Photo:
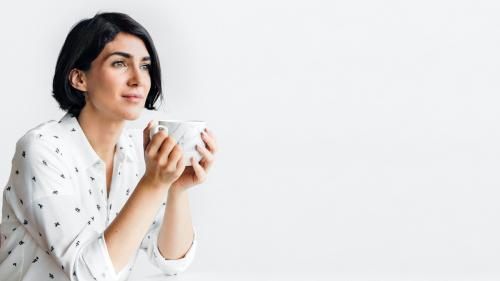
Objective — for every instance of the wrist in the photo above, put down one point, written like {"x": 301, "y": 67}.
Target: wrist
{"x": 154, "y": 185}
{"x": 176, "y": 190}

| EXERCISE |
Format the lines above as a Markdown table with the columns "No." and "Line", numbering each row and skipping blank lines. Leave out the pictures.

| EXPECTED ANSWER |
| No. | Line |
|---|---|
| 1 | Photo: |
| 2 | Objective — for every instance of the wrist in the photo above, put down one point, written like {"x": 301, "y": 67}. |
| 3 | Target: wrist |
| 4 | {"x": 154, "y": 185} |
| 5 | {"x": 176, "y": 190} |